**Goal:** Retype precisely the section of the data that starts at the line containing "Locate every instance of the large window" and runs to its final line, ends included.

**Supplied material:**
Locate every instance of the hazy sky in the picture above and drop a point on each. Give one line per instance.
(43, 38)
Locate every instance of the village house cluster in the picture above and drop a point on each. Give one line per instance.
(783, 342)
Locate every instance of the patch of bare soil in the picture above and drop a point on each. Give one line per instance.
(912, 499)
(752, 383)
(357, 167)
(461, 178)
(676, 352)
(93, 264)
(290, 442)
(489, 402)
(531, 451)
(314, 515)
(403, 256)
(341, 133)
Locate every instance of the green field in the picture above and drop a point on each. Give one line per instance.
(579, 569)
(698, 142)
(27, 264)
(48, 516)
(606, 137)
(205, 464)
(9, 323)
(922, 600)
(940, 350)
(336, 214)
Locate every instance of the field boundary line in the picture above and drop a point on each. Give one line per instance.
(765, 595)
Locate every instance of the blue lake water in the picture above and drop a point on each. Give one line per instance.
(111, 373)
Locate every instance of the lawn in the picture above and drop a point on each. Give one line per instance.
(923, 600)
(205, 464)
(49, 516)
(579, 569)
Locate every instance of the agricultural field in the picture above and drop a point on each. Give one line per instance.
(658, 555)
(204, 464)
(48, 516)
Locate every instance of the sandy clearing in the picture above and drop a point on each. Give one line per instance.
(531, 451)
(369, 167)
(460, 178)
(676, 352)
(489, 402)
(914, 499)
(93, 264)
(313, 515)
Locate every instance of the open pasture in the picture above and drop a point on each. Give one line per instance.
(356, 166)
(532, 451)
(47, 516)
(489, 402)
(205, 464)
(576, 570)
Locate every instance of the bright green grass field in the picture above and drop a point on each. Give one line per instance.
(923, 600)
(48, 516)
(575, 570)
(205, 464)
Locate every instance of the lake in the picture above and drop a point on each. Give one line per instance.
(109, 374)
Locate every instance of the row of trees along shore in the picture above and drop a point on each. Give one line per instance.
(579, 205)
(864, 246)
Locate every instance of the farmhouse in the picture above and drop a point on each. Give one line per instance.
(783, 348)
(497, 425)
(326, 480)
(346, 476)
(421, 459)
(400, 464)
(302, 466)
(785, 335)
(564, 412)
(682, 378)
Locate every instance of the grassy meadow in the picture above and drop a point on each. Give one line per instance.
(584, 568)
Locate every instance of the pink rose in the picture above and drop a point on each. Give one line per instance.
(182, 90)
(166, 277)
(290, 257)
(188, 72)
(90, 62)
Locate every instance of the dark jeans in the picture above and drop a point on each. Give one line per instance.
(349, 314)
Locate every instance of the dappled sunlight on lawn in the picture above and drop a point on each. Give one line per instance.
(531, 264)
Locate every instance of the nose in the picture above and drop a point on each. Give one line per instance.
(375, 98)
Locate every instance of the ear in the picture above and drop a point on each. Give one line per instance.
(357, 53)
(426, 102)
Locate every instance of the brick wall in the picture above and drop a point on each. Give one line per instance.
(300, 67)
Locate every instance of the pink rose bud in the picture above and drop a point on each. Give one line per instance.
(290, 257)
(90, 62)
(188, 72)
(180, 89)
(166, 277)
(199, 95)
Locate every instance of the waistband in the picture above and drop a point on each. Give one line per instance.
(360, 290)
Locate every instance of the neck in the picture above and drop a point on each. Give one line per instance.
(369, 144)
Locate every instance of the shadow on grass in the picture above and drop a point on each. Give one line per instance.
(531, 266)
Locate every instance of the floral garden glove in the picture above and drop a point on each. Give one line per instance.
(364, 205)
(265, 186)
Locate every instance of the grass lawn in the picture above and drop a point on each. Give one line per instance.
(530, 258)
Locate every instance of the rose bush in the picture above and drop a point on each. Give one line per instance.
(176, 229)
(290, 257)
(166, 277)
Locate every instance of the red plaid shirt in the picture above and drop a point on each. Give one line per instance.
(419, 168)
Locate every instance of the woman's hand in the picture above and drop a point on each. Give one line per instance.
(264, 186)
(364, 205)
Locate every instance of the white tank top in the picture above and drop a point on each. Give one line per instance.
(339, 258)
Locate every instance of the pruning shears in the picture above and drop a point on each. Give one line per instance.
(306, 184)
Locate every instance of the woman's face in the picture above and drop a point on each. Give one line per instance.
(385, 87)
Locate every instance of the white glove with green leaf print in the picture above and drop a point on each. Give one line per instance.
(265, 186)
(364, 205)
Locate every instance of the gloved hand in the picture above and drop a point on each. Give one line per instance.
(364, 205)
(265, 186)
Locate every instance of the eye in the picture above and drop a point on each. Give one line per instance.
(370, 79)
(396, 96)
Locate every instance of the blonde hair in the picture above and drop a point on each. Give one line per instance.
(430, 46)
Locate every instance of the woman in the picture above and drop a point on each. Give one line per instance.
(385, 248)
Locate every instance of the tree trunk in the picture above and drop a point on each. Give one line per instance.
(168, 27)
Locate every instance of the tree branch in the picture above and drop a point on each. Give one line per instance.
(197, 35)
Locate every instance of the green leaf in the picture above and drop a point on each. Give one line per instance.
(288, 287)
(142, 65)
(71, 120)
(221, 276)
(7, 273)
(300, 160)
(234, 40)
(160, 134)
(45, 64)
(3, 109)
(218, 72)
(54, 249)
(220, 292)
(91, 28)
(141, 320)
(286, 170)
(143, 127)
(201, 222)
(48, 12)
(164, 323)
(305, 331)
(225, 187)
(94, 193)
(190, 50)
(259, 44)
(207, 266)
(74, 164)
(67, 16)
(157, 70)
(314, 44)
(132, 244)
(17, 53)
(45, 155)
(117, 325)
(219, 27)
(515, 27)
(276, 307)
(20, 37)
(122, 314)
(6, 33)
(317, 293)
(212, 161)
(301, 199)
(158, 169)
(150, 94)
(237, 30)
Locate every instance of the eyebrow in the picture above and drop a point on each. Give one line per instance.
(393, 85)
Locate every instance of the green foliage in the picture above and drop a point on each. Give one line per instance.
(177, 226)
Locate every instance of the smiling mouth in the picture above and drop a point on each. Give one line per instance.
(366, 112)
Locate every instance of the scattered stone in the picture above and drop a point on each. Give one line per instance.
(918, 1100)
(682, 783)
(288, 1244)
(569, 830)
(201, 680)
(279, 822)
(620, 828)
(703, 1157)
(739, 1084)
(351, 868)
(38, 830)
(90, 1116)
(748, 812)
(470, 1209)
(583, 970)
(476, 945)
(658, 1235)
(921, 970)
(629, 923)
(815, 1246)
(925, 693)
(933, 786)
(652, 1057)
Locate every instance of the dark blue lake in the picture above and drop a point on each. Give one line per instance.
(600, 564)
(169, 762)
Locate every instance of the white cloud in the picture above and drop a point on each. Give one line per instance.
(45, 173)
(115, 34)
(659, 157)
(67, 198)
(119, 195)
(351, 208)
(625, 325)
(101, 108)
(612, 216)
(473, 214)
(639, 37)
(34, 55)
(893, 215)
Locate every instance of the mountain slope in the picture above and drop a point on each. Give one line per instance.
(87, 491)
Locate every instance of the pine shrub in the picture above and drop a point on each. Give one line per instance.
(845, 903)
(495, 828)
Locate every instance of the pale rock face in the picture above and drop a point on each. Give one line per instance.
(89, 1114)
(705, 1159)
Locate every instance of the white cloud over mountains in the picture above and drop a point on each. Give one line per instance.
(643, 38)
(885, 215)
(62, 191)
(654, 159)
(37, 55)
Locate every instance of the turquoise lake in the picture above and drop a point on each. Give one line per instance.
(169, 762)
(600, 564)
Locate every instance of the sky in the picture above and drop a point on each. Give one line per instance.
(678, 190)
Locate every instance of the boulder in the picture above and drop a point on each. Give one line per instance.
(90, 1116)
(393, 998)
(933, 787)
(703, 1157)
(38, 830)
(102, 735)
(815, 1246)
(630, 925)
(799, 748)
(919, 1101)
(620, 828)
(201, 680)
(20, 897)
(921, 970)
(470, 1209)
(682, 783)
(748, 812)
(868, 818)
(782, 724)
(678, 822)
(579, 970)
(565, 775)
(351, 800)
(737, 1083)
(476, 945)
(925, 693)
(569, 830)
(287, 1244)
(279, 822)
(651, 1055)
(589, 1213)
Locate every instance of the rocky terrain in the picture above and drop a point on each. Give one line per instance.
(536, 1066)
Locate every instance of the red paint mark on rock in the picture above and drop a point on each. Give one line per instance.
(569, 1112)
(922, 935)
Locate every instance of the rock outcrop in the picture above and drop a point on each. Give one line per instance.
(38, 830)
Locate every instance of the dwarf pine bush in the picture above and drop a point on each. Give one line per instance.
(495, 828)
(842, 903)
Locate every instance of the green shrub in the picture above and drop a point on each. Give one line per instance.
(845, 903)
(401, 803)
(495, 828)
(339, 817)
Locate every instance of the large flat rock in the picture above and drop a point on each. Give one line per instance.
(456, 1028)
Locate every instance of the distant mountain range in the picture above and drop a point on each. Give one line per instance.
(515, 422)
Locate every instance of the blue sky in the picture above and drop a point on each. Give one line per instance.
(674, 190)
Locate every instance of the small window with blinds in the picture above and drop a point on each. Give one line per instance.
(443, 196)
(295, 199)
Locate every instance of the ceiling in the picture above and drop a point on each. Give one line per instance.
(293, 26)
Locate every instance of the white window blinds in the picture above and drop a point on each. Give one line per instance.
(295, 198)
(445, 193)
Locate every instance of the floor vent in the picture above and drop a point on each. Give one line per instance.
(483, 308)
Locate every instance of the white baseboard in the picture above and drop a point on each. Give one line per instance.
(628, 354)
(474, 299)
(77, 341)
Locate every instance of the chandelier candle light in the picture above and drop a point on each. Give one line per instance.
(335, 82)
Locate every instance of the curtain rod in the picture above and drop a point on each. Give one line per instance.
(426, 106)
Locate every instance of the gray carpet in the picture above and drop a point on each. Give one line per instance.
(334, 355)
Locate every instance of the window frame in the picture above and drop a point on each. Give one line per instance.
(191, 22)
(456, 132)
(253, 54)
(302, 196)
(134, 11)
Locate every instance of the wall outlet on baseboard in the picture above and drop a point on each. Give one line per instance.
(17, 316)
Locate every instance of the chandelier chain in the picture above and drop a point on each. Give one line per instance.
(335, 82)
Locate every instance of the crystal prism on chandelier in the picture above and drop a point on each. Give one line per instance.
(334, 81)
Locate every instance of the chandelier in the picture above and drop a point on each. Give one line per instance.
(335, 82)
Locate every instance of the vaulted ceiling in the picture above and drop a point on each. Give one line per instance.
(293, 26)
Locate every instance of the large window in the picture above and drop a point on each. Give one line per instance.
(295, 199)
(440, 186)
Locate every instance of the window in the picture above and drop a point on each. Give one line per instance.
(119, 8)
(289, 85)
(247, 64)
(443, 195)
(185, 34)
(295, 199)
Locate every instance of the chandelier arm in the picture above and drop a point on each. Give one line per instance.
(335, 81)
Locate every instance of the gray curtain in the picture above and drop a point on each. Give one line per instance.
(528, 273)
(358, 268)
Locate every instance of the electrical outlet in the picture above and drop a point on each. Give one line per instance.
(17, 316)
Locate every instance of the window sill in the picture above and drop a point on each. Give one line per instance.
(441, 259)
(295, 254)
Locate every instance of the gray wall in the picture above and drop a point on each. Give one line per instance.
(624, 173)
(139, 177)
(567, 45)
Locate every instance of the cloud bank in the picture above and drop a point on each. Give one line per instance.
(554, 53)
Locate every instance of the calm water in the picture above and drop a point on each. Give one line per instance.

**Solution for this task:**
Locate every instance of the large window in the picture above and drop a point on each. Give one line per instance.
(295, 199)
(440, 186)
Locate every instance of the window in the picture above and drop a point on each. Give one line per instance.
(119, 8)
(289, 85)
(247, 64)
(443, 195)
(185, 34)
(295, 199)
Locate every instance of the chandelier arm in the picture above and drop a point on each. Give one line per instance.
(335, 81)
Locate every instance of the gray curtain in the picture above and drop a point on each. Give one line per instance.
(528, 273)
(358, 268)
Locate every instance of the electrical outlet in the picture above and drop a point on each. Give one line per instance.
(17, 316)
Locate every instance of the window sill in the picture above and drop a point on each. Give one line per instance.
(441, 259)
(295, 254)
Locate every instance of the gray wall in the picture above and drop a point on each. Give one line per instance.
(624, 173)
(139, 177)
(567, 45)
Locate every instance of the cloud bank in the picture above and drop a point on each. Give one line per instance.
(554, 53)
Locate every instance of the calm water in the picture above and drop a point on each. Give one line per instance.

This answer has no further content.